- [STATED GOAL 1]
Reproduce the forum thread about toddler pronouns word for word, covering everything from "## Nate (Sep" down to "for that long.".
- [STATED GOAL 2]
In the forum thread about toddler pronouns, what did PinkSunfish call herself as a toddler?

- [TEXT EXCERPT]
DD is 20 months and calls herself "you" at this point. As in, "You want some more pasta," means "I want some more pasta." When she actually should use "you," she uses the person's name ("Mama do it.") It's making me a little nutty! I think I'd prefer it if she did use the third person.

Vey cute about him calling himself "Tiny baby!"

Funny story: for a while when she would say, for instance, "You want some more pasta," we would say back, "'I want some more pasta,' said DD's name." Then, of course, she started saying it just like that right back to us (complete with, "said DD's name.")


----------



## PinkSunfish (Oct 20, 2002)

That's pertty normal isn't it? I know I referred to myself as "The Girl" when I was a toddler (I have a 4 syllable firstname)!

Afterall when do WE stop talking about ourselves and them in the third person?

I suppose it is just a natural transition. Your DS sounds very sweet







.


----------



## Nate (Sep 3, 2003)

My dd is almost 30 mos & refers to herself in 2nd & person all the time. She refers to herself as you, your, and by name (and uses them all perfectly grammatically, too!) and refers to me as Mama, I, me, my... after a while you just get used to it & automatically make the correction. If she ever figures it out I'll be VERY confused.

Classic moment--long car ride last summer, 4 pm, she still hadn't napped & was of course pretty grumpy about being confined for that long.
me: Green Bean, just close your eyes & try to sleep!
dd: You don't want to close your eyes!


----------



## sinistermommy (Oct 2, 2004)

I would imagine it's pretty normal until they master the use of "I", "you", "me", etc.

Mine has a pretty good grasp of it but he does mix them up a bit and call himself by his name too. We'll be getting ready to go somewhere, and he'll say something like, "Is Ozaiis going too?"

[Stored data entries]
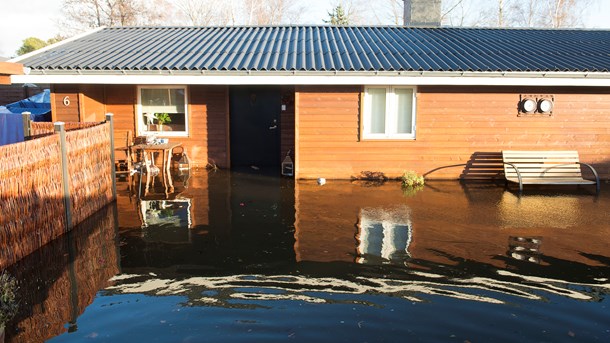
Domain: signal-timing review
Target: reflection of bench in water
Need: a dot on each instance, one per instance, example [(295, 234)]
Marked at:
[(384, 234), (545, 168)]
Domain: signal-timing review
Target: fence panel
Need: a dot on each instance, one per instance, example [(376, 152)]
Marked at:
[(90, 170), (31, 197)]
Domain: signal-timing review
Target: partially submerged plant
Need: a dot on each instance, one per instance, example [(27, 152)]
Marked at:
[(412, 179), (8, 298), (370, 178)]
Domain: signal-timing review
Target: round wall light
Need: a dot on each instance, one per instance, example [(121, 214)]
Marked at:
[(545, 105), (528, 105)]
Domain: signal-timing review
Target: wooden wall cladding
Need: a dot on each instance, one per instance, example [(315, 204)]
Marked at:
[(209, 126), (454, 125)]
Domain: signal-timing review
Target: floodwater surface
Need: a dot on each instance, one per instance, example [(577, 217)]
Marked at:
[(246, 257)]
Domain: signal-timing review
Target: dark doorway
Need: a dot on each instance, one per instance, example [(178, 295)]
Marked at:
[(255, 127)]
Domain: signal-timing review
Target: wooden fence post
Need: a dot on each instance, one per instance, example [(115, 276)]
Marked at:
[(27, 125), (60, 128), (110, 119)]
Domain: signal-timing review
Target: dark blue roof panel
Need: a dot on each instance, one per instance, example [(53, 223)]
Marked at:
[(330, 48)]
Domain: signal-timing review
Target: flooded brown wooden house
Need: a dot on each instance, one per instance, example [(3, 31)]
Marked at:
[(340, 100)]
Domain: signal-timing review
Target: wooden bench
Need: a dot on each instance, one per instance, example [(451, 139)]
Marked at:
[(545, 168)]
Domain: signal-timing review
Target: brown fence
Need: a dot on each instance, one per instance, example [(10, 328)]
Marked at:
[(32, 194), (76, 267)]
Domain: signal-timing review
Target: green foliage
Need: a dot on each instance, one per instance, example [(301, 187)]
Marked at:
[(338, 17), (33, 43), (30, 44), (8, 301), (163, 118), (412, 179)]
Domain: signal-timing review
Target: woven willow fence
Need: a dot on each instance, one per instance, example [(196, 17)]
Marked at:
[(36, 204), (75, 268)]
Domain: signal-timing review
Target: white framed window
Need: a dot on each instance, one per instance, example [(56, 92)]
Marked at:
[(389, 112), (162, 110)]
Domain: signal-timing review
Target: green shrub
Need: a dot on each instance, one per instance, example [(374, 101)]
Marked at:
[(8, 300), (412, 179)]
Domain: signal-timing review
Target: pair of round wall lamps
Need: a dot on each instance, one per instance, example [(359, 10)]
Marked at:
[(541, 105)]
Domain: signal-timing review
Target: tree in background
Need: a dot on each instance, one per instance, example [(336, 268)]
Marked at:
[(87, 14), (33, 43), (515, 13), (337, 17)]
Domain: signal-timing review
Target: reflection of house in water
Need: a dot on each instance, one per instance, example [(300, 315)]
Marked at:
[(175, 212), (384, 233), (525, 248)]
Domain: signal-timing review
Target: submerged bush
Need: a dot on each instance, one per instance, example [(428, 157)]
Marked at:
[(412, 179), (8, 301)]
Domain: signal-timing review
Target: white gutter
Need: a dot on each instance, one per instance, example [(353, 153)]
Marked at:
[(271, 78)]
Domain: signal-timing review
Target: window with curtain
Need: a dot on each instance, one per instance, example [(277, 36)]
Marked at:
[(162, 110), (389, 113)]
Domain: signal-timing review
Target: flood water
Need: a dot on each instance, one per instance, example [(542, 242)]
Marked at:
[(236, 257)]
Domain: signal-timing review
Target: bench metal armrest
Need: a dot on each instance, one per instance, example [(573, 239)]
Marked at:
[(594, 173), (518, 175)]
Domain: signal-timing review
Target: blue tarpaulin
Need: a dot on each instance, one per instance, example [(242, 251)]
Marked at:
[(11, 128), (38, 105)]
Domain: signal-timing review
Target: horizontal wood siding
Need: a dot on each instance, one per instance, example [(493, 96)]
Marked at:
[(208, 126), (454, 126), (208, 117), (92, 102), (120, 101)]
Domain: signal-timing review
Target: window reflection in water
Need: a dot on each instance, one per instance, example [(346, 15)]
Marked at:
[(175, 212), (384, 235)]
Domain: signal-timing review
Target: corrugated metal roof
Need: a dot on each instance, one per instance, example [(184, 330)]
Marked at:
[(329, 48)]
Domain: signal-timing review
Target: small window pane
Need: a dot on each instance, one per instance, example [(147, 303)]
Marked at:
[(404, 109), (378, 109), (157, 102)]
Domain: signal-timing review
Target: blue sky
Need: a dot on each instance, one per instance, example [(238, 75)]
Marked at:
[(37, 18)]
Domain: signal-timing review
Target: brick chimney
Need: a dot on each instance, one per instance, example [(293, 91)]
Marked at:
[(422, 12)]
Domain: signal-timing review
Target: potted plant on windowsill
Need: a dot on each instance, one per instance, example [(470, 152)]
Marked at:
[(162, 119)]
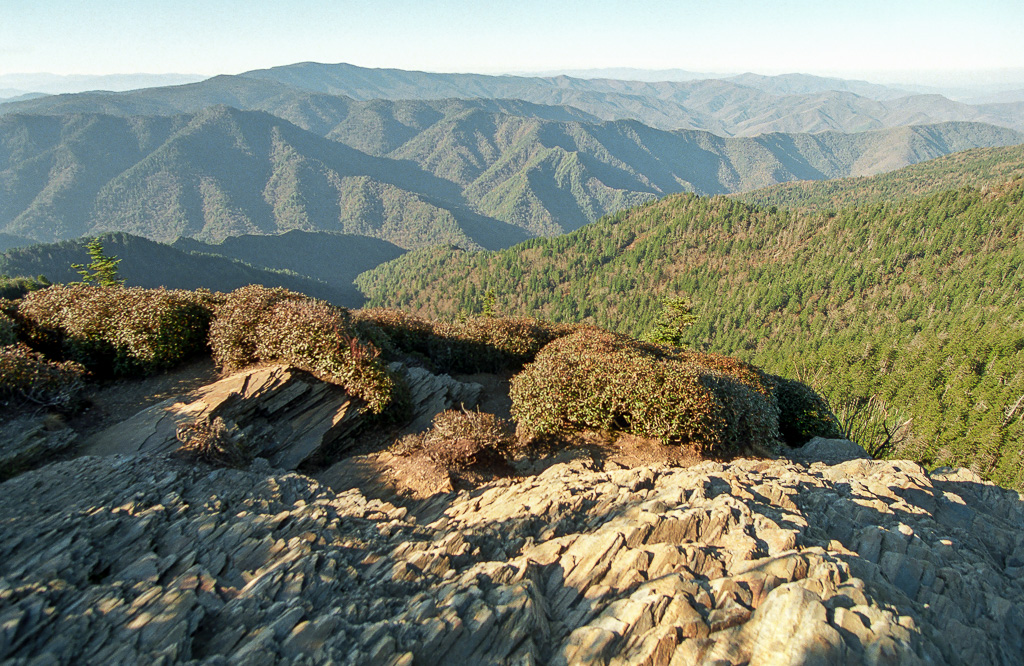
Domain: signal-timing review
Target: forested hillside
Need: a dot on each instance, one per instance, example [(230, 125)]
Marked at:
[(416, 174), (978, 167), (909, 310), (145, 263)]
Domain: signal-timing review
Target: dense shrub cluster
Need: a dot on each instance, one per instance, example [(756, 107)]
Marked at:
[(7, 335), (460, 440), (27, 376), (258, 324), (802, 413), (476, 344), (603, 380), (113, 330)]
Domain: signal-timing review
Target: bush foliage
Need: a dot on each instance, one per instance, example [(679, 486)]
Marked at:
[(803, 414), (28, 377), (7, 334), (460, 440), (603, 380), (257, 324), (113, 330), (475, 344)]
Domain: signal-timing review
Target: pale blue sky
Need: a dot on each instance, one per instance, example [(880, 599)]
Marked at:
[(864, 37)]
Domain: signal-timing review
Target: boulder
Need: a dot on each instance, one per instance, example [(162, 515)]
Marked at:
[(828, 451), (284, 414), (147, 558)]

---

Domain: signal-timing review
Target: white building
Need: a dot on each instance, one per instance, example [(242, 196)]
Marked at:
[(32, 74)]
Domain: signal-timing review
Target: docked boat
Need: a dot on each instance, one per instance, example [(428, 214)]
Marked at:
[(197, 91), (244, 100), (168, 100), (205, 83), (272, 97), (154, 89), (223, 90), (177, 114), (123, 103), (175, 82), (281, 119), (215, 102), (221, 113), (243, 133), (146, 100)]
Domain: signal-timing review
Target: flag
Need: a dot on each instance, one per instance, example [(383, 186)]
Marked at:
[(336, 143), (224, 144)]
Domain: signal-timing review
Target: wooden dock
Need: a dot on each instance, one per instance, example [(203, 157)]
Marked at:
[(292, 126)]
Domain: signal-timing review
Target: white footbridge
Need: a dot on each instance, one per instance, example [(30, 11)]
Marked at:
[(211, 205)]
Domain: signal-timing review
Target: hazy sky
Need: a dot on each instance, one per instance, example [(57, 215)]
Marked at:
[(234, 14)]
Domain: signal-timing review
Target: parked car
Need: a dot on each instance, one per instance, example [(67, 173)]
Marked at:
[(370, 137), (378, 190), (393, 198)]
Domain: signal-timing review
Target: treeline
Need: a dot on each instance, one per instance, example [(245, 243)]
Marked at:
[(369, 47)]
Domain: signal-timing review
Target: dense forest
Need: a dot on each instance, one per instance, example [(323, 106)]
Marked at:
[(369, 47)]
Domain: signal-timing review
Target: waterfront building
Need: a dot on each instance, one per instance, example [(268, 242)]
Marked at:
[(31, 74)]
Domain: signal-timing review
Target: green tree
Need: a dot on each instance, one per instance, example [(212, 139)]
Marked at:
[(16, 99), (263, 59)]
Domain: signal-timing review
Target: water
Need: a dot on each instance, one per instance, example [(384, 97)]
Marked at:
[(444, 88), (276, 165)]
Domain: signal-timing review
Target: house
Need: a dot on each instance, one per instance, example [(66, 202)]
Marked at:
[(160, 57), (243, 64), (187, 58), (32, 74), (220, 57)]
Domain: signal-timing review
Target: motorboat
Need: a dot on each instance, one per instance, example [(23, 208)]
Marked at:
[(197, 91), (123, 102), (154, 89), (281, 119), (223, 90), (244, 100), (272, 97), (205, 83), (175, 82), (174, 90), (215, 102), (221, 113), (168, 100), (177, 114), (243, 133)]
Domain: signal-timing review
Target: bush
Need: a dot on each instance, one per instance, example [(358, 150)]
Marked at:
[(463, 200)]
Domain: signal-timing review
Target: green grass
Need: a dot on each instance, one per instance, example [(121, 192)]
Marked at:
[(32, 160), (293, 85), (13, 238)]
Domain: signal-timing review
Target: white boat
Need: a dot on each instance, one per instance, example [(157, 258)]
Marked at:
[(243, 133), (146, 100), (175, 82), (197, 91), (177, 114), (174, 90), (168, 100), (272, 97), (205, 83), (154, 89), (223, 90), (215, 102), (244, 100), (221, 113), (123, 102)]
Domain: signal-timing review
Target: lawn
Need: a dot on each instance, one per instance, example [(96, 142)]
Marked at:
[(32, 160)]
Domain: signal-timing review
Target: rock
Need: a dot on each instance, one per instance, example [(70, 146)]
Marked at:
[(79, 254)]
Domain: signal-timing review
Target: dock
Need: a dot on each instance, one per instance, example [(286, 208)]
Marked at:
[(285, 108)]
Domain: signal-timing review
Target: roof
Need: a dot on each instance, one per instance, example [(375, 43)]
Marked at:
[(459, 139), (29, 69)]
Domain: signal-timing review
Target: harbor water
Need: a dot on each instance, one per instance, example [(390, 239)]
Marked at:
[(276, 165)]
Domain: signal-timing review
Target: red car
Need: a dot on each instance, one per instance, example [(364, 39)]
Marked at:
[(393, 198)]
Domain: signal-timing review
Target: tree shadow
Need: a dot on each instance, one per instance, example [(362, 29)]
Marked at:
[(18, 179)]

- [WRITTEN REPLY 1]
## Nate (Sep 3, 2003)

My dd is almost 30 mos & refers to herself in 2nd & person all the time. She refers to herself as you, your, and by name (and uses them all perfectly grammatically, too!) and refers to me as Mama, I, me, my... after a while you just get used to it & automatically make the correction. If she ever figures it out I'll be VERY confused.

Classic moment--long car ride last summer, 4 pm, she still hadn't napped & was of course pretty grumpy about being confined for that long.

- [WRITTEN REPLY 2]
"The Girl"